── Document extract ──

Yet, amid the present coronavirus turmoil, we can now understand that it was by no means an insignificant matter.
Cleanliness is costly.
That is why the entire world was filthy in those days.
Cleanliness was monopolised by the wealthy, while poverty and filth existed side by side.
There was a reason why children discriminated against a classmate by calling that child a “germ.”
At that time, I overheard a village doctor say, “It is easy to put an end to the suffering of unfortunate people.
Give them money rather than medicine.”
I thought, “Is economics more important than medicine?”
Now, that has truly become the case.
Because Japan has renounced war under its Constitution, it has enormous financial leeway to that extent.
The fact that Japan’s health insurance coverage rate is almost 100 percent is one of the seven wonders of the world, but once health insurance became widespread, intractable and mysterious diseases first disappeared.
That was because insurance produced organised statistical data, allowing such diseases to be discovered immediately.
When statistical data are available, pharmaceutical companies can also concentrate their efforts on those areas.
Because sales forecasts can be made, medicines expected to sell are mass-produced and become less expensive.
Moreover, as chemistry advances, it becomes possible to examine the structural formula of a new medicine and understand the effects it was developed to produce.
When such a medicine sells well, other companies begin producing similar products.
Patent wars and advertising wars then begin.
Because larger pharmaceutical companies enjoy an advantage, major mergers proceed.
The growing similarity among medicines leads to growing similarity among companies and also to the revival of generic medicines.
What, in the first place, is a medicinal effect?
While people are considering how much truth there is in the saying, “Even the head of a sardine inspires faith,” the germs themselves are changing.
The coronavirus may differentiate into four types, or perhaps there is a “thinking coronavirus” because it changes beyond the countermeasures devised by human beings.
The problem is advancing further and further ahead of human thought.
The word virus originally means a microorganism too small to be seen through a microscope, so no matter how long Hideyo Noguchi looked through his microscope, he should have seen nothing.
Yet, textbooks do not mention this.
A statue of Hideyo Noguchi stands in a corner of the university established by Rockefeller.

───
── Available data ──

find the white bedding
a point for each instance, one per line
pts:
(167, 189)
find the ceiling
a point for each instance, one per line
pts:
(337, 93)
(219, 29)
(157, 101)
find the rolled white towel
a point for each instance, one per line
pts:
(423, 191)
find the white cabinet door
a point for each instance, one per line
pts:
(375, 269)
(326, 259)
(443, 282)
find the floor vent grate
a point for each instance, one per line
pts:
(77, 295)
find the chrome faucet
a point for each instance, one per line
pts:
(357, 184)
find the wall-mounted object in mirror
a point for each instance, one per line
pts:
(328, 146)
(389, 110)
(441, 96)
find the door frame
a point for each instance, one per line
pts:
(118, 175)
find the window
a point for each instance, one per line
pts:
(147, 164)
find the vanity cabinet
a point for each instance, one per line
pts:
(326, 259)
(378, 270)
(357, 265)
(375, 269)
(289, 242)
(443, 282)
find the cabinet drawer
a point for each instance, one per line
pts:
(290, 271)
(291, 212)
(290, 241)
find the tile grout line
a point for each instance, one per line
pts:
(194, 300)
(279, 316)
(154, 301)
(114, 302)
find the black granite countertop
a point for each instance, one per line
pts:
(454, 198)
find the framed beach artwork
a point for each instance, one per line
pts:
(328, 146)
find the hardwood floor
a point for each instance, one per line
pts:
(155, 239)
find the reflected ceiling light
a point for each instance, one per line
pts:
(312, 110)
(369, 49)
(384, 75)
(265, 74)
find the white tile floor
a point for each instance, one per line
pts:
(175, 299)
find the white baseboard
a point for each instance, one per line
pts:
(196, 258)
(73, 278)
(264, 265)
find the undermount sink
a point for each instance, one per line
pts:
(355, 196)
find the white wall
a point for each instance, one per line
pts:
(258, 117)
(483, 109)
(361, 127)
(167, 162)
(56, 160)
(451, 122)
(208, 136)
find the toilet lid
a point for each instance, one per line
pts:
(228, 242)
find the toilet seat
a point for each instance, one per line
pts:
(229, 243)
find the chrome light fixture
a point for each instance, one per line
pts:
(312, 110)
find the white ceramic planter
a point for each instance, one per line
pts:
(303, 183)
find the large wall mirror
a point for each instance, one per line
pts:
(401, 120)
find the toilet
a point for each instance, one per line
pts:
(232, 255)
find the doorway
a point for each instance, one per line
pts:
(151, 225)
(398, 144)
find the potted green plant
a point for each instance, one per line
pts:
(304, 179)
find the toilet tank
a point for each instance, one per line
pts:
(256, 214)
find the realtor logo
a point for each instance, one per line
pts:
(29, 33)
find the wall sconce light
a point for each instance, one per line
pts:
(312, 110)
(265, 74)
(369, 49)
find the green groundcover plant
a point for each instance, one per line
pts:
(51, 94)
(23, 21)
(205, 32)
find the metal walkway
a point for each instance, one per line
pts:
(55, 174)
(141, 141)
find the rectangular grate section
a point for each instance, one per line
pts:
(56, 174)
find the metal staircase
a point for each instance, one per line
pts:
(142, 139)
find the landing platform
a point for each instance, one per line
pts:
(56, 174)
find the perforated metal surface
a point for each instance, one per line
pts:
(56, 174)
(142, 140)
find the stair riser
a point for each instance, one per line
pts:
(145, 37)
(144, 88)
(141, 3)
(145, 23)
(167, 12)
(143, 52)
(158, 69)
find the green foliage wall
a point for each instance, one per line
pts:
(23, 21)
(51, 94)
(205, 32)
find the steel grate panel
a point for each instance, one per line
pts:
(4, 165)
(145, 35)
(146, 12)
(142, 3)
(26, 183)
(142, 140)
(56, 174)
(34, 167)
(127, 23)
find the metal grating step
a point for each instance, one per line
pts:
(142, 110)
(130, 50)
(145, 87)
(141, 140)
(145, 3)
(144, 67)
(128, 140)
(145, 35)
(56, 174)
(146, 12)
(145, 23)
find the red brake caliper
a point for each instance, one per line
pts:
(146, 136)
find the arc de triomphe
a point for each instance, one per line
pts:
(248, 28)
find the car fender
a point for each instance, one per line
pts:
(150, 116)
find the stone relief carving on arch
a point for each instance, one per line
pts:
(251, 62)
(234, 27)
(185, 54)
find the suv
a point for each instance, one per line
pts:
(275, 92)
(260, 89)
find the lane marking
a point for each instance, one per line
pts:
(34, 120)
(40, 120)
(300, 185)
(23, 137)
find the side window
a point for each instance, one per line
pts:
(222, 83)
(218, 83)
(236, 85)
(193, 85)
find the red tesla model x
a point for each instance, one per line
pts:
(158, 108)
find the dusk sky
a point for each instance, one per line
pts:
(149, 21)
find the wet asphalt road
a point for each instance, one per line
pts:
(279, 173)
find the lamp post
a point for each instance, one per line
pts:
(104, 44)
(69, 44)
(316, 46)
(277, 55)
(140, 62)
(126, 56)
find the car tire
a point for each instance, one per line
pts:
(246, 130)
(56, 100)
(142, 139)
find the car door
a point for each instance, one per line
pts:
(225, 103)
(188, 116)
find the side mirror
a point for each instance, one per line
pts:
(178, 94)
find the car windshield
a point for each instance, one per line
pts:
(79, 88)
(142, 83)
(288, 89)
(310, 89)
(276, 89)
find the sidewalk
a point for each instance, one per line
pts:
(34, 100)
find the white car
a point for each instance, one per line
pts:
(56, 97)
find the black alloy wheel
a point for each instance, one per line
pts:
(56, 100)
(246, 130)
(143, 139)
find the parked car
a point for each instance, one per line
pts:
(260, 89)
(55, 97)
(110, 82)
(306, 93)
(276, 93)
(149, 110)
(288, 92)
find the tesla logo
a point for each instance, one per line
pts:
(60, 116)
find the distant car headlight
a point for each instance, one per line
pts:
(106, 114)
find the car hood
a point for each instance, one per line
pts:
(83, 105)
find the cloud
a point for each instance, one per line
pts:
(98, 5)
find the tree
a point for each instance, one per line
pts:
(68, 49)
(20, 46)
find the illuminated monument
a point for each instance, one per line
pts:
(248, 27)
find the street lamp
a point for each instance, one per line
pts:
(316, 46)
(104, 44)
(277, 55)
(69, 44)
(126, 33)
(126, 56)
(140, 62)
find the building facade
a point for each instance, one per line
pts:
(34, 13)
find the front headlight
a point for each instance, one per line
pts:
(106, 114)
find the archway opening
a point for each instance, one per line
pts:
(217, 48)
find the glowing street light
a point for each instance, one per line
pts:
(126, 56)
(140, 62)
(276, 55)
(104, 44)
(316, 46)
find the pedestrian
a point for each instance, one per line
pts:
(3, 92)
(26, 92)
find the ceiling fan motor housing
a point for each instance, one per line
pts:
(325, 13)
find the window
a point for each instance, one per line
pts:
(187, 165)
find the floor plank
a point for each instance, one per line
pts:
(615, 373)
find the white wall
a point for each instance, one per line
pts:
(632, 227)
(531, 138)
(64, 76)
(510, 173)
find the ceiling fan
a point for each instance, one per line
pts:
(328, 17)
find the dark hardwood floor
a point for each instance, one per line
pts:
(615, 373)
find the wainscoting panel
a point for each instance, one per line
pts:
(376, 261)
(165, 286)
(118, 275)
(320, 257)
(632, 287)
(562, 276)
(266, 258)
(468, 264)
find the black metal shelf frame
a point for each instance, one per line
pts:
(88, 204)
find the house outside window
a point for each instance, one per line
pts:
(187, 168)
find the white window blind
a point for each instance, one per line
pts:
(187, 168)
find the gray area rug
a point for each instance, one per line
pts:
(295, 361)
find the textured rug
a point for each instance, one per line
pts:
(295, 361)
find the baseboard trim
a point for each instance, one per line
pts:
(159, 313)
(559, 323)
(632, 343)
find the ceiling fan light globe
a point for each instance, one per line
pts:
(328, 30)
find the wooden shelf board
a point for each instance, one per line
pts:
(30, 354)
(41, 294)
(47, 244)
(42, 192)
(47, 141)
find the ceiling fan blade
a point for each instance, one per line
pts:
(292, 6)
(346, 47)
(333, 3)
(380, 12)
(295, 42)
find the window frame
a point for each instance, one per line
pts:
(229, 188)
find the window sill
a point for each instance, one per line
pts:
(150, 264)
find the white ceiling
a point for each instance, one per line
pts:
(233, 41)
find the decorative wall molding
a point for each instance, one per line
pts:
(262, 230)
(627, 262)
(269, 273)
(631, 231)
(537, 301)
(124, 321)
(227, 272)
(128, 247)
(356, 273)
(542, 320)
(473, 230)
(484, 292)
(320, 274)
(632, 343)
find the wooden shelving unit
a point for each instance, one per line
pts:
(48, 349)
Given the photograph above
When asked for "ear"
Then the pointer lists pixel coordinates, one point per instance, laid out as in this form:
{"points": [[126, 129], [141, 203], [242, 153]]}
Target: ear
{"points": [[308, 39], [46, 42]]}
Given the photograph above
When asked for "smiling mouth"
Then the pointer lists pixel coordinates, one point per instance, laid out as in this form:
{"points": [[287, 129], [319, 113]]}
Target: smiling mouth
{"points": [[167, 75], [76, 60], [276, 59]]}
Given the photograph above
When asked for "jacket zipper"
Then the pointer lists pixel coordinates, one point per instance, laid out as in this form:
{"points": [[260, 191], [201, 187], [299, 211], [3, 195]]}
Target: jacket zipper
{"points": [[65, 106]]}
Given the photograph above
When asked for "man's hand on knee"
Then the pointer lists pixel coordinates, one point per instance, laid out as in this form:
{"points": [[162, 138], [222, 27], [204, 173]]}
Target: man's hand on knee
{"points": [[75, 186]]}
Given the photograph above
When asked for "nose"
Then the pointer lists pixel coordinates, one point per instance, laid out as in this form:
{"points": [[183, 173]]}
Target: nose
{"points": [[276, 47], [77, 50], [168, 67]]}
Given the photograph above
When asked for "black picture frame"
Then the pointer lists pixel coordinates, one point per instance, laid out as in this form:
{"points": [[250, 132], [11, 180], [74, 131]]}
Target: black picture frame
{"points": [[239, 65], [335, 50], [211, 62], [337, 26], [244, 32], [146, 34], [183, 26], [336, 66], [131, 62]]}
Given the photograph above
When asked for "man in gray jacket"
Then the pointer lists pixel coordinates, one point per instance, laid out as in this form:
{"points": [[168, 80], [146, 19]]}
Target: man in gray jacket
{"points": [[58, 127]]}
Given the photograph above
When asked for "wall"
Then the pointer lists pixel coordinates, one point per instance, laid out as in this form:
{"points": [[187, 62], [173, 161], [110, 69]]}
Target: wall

───

Work order 1
Answer these questions about the essay on cleanliness and medicine, marking each answer to match its question:
(a) What did the village doctor say to give unfortunate people rather than medicine?
(b) What does the word virus originally mean?
(c) Where does a statue of Hideyo Noguchi stand?
Work order 2
Render this sentence from the essay on cleanliness and medicine in French: "Cleanliness was monopolised by the wealthy, while poverty and filth existed side by side."
Work order 3
Extend the essay on cleanliness and medicine with the next part, picking up right after its final sentence.

Task result 1
(a) Money.
(b) A microorganism too small to be seen through a microscope.
(c) In a corner of the university established by Rockefeller.

Task result 2
La propreté était monopolisée par les riches, tandis que la pauvreté et la saleté coexistaient.

Task result 3
It may honour not his research achievements but rather his determination to challenge a new field with the spirit that he would not be defeated by white people.
I believe Japanese people of former times visited that place with such feelings, but things are now very different.
There is a story that, when the French Revolution had finally settled down, the survivors looked at one another and said, “Somehow, only those who were good with words survived.”
That marked the beginning of the modern age.
The modern age is filled with new terminology.
So, what will today’s Japanese people, who are so skilled with words, say?
Or have the Japanese people, having become wealthy, ceased to say anything at all?
The answer may differ from person to person, but scholars want research funding above all else.
They also want research subjects.
Just when they are thinking that they must produce results as quickly as possible, an invitation to undertake new research arrives from China.
When they have a research subject they have long been developing, they discuss it.
Whether they are teaching the Chinese or having their ideas stolen is unclear.
However, it is easy to understand how joint research between Japan and China begins to flourish in such circumstances.
The next stage is the appearance of large numbers of people whose names are listed as members of joint research organisations created by China.
After that, President Trump becomes angry and stops the outflow of ideas.
The banner under which he does so is “America First.”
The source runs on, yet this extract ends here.